* [Provided passage]:
______________________________

= Front-end loading =

Project development methodology

Front-end loading (FEL), also referred to as Front-End Engineering Design (FEED), Front End Planning (FEP), pre-project planning (PPP), and early project planning, is the process for conceptual development of projects in processing industries such as upstream oil and gas, petrochemical, natural gas refining, extractive metallurgy, waste-to-energy, biotechnology, and pharmaceuticals. This involves developing sufficient strategic information with which owners can address risk and make decisions to commit resources in order to maximize the potential for success.

Front-end loading includes robust planning and design early in a project's lifecycle (i.e., the front end of a project), at a time when the ability to influence changes in design is relatively high and the cost to make those changes is relatively low. It typically applies to industries with highly capital intensive, long lifecycle projects (i.e., hundreds of millions or billions of dollars over several years before any revenue is produced). Although it often adds a small amount of time and cost to the early portion of a project, these factors are minor compared to the alternative of the costs and effort required to make changes at a later stage in the project.

It also typically uses a stage-gate process, whereby a project must pass through formal gates at well defined milestones within the project's lifecycle before receiving funding to proceed to the next stage of work. The quality of front-end planning can be improved through the use of PDRI (Project Definition Rating Index) as a part of the stage-gate process.

______________________________

* [Study questions]:
a: Using the front-end loading passage, say whether each statement agrees with it, answering yes or no and quoting the words that decide it: (i) Front-end loading typically applies to industries with short, low-cost projects. (ii) PDRI stands for Project Definition Rating Index. (iii) Front-end loading is also known as pre-project planning.
b: Rewrite the front-end loading passage between "It also typically" and "the stage-gate process.", inclusive, putting "phase-gate process" in place of "stage-gate process".
c: List every other name the front-end loading passage gives for front-end loading.
You won't need the entries that come next.

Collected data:
______________________________

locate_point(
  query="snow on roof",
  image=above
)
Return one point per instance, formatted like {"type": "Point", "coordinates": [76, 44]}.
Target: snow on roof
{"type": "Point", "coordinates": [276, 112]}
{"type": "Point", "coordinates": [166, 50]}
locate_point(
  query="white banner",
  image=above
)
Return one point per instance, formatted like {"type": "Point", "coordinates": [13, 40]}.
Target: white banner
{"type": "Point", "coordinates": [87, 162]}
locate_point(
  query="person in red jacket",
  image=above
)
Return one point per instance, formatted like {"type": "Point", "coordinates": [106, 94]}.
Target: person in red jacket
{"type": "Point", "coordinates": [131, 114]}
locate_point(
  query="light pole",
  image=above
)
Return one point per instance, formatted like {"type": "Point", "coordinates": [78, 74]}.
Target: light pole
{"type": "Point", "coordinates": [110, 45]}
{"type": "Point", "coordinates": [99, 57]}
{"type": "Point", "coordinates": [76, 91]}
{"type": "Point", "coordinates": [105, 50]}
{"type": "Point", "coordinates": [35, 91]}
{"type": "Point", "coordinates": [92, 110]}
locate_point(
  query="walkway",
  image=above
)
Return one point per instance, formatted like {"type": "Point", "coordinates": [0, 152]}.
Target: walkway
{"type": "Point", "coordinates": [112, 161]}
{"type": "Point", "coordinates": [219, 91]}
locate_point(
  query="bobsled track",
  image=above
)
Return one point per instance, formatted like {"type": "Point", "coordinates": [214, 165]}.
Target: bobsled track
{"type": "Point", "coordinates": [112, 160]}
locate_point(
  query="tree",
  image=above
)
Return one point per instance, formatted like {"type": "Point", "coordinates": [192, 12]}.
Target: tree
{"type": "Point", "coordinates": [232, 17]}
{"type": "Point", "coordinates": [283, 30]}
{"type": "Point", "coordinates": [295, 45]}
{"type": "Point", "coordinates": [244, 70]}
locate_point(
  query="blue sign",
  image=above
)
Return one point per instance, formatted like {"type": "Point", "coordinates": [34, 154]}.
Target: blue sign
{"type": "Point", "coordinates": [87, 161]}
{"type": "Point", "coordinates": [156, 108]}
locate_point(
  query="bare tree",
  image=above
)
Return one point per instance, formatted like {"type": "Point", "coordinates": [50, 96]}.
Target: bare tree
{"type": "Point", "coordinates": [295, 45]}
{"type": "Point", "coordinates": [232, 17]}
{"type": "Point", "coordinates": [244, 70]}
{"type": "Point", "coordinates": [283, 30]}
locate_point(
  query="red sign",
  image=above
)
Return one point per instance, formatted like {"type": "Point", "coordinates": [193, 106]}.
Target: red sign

______________________________

* [Outputs in order]:
a:
(i) No: "It typically applies to industries with highly capital intensive, long lifecycle projects"
(ii) Yes: "PDRI (Project Definition Rating Index)"
(iii) Yes: "pre-project planning (PPP)"

b:
It also typically uses a phase-gate process, whereby a project must pass through formal gates at well defined milestones within the project's lifecycle before receiving funding to proceed to the next stage of work. The quality of front-end planning can be improved through the use of PDRI (Project Definition Rating Index) as a part of the phase-gate process.

c:
Front-End Engineering Design (FEED)
Front End Planning (FEP)
pre-project planning (PPP)
early project planning